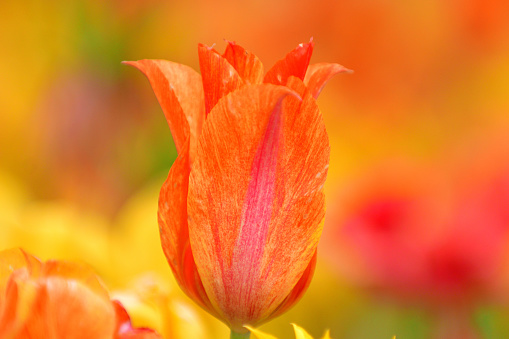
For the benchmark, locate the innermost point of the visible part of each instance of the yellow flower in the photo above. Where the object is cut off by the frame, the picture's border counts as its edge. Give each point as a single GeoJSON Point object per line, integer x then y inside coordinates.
{"type": "Point", "coordinates": [300, 333]}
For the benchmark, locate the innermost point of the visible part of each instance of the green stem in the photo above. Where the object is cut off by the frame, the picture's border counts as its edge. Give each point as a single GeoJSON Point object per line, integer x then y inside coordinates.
{"type": "Point", "coordinates": [235, 335]}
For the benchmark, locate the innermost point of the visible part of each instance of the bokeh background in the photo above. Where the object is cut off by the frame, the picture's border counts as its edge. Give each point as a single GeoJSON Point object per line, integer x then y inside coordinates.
{"type": "Point", "coordinates": [416, 233]}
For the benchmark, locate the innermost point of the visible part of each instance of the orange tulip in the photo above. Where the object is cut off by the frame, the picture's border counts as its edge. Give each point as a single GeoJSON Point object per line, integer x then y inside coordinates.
{"type": "Point", "coordinates": [242, 209]}
{"type": "Point", "coordinates": [58, 300]}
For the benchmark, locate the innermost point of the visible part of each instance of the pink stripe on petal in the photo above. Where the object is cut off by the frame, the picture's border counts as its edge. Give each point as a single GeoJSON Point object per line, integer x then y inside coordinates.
{"type": "Point", "coordinates": [257, 209]}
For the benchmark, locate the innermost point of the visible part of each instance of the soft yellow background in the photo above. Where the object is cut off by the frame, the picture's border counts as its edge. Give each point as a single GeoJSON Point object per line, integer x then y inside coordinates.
{"type": "Point", "coordinates": [84, 146]}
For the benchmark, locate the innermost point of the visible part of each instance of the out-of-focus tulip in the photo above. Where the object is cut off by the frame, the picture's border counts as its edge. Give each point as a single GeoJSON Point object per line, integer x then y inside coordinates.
{"type": "Point", "coordinates": [300, 333]}
{"type": "Point", "coordinates": [241, 212]}
{"type": "Point", "coordinates": [152, 303]}
{"type": "Point", "coordinates": [437, 241]}
{"type": "Point", "coordinates": [58, 300]}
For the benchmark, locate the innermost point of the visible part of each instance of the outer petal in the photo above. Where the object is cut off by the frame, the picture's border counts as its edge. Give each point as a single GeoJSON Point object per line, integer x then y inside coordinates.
{"type": "Point", "coordinates": [13, 259]}
{"type": "Point", "coordinates": [295, 63]}
{"type": "Point", "coordinates": [299, 289]}
{"type": "Point", "coordinates": [179, 90]}
{"type": "Point", "coordinates": [173, 229]}
{"type": "Point", "coordinates": [256, 201]}
{"type": "Point", "coordinates": [219, 76]}
{"type": "Point", "coordinates": [259, 334]}
{"type": "Point", "coordinates": [318, 75]}
{"type": "Point", "coordinates": [248, 66]}
{"type": "Point", "coordinates": [46, 306]}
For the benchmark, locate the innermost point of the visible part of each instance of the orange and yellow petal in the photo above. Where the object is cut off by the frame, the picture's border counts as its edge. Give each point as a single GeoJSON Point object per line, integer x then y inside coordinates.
{"type": "Point", "coordinates": [219, 76]}
{"type": "Point", "coordinates": [255, 199]}
{"type": "Point", "coordinates": [179, 90]}
{"type": "Point", "coordinates": [294, 64]}
{"type": "Point", "coordinates": [247, 64]}
{"type": "Point", "coordinates": [318, 75]}
{"type": "Point", "coordinates": [173, 229]}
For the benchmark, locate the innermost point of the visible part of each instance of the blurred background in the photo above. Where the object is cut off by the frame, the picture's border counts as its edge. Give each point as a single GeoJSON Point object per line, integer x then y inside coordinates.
{"type": "Point", "coordinates": [416, 234]}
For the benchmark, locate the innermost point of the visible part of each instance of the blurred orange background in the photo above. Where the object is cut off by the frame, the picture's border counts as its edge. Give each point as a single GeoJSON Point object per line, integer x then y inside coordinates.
{"type": "Point", "coordinates": [416, 233]}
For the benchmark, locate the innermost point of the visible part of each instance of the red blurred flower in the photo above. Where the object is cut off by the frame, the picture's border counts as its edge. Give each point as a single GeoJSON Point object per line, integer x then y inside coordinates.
{"type": "Point", "coordinates": [419, 239]}
{"type": "Point", "coordinates": [58, 300]}
{"type": "Point", "coordinates": [241, 212]}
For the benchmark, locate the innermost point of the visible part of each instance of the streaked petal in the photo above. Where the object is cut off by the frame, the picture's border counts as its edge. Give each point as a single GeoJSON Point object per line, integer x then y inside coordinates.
{"type": "Point", "coordinates": [295, 63]}
{"type": "Point", "coordinates": [299, 289]}
{"type": "Point", "coordinates": [256, 199]}
{"type": "Point", "coordinates": [219, 76]}
{"type": "Point", "coordinates": [173, 229]}
{"type": "Point", "coordinates": [318, 75]}
{"type": "Point", "coordinates": [179, 90]}
{"type": "Point", "coordinates": [259, 334]}
{"type": "Point", "coordinates": [248, 66]}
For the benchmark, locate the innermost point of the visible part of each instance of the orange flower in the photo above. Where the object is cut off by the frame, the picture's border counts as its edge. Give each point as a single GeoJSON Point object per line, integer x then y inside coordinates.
{"type": "Point", "coordinates": [242, 209]}
{"type": "Point", "coordinates": [58, 300]}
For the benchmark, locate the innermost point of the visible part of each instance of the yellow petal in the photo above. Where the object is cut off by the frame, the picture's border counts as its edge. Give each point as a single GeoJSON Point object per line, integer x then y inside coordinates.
{"type": "Point", "coordinates": [259, 334]}
{"type": "Point", "coordinates": [326, 335]}
{"type": "Point", "coordinates": [300, 333]}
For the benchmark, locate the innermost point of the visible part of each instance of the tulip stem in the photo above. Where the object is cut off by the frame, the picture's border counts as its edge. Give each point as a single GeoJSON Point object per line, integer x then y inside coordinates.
{"type": "Point", "coordinates": [235, 335]}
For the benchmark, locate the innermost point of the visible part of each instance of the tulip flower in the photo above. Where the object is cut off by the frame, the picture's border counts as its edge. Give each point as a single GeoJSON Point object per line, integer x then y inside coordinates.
{"type": "Point", "coordinates": [242, 209]}
{"type": "Point", "coordinates": [300, 333]}
{"type": "Point", "coordinates": [58, 299]}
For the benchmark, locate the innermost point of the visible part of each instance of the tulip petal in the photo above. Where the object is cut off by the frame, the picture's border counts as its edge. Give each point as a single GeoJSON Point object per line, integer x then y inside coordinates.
{"type": "Point", "coordinates": [76, 272]}
{"type": "Point", "coordinates": [259, 334]}
{"type": "Point", "coordinates": [318, 75]}
{"type": "Point", "coordinates": [173, 229]}
{"type": "Point", "coordinates": [301, 333]}
{"type": "Point", "coordinates": [299, 289]}
{"type": "Point", "coordinates": [179, 90]}
{"type": "Point", "coordinates": [219, 76]}
{"type": "Point", "coordinates": [248, 66]}
{"type": "Point", "coordinates": [295, 63]}
{"type": "Point", "coordinates": [256, 199]}
{"type": "Point", "coordinates": [124, 328]}
{"type": "Point", "coordinates": [13, 259]}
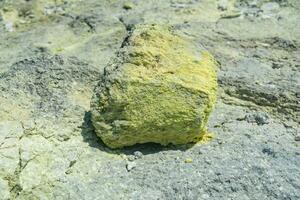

⁂

STATED GOAL
Pick out every line of the rows above that contains the string "stem".

TASK ANSWER
For the benchmark, locate the innermost point of the visible part of each instance of the green stem in the photo above. Where the object is cut off by the frame, the picture's border counts as its edge. Give each point as a single GeoJSON Point object per line, integer x then y inside coordinates.
For the benchmark, locate the innermost point of the visible part of each instance of the tulip stem in the photo above. Where the object is cut off by the frame, the picture's border counts as its edge. Give each point as a single GeoJSON Point object per line, integer x then y inside coordinates.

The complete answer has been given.